- TASK: Copy the forum post below about the bot logistics network word for word.

- TEXT SEGMENT:
This is what a cell looks like: Note that the logistics network size ends precisely on the chests on it's side of the cell wall, so bots can only give and take to chests within its own cell: The "advantages" are that the furthest distance a bot can possibly travel is simply from one end of the cell to the other, so they rarely stop for charging, and there are raw materials available everywhere, so you can basically plop down any kind of bot-based assembly chain anywhere in any cell and they can get at copper, steel. circuits, or whatever else you decided to transfer along cell walls. Also it looks really cool in my opinion anywa (my build is messy as hell, but if you were the kind of guy that liked optimizing assembly lines for perfect squares, etc., it would be fun to design compact builds constrained in cell walls). You can also build totally in 2D, just spread out in every direction and materials will get there. You can also just build right on top of any deposit you feel like and absorb it directly into your network.

- RAW RECORDS:
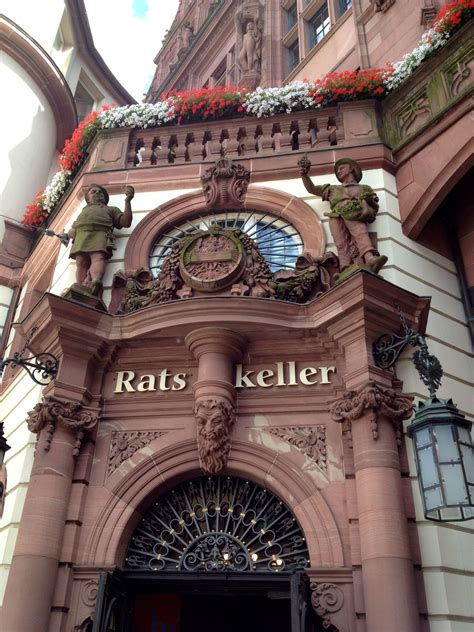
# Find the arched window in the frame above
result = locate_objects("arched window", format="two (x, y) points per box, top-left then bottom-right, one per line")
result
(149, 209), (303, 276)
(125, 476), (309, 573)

* * *

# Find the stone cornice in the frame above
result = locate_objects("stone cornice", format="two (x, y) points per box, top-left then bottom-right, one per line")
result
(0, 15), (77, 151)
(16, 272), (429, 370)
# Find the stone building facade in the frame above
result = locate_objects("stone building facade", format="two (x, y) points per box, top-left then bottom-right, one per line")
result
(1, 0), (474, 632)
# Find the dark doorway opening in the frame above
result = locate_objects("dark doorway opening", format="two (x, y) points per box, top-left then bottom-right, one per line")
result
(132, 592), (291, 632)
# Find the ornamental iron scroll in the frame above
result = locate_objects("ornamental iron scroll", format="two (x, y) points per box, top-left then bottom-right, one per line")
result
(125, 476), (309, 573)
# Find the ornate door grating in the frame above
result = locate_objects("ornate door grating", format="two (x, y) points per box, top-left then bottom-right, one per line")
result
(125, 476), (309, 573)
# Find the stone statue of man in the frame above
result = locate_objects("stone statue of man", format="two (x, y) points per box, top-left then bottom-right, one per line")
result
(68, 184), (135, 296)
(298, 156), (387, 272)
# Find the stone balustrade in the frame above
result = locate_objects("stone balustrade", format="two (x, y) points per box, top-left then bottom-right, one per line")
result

- RESPONSE TO THE EXERCISE:
This is what a cell looks like: Note that the logistics network size ends precisely on the chests on it's side of the cell wall, so bots can only give and take to chests within its own cell: The "advantages" are that the furthest distance a bot can possibly travel is simply from one end of the cell to the other, so they rarely stop for charging, and there are raw materials available everywhere, so you can basically plop down any kind of bot-based assembly chain anywhere in any cell and they can get at copper, steel. circuits, or whatever else you decided to transfer along cell walls. Also it looks really cool in my opinion anywa (my build is messy as hell, but if you were the kind of guy that liked optimizing assembly lines for perfect squares, etc., it would be fun to design compact builds constrained in cell walls). You can also build totally in 2D, just spread out in every direction and materials will get there. You can also just build right on top of any deposit you feel like and absorb it directly into your network.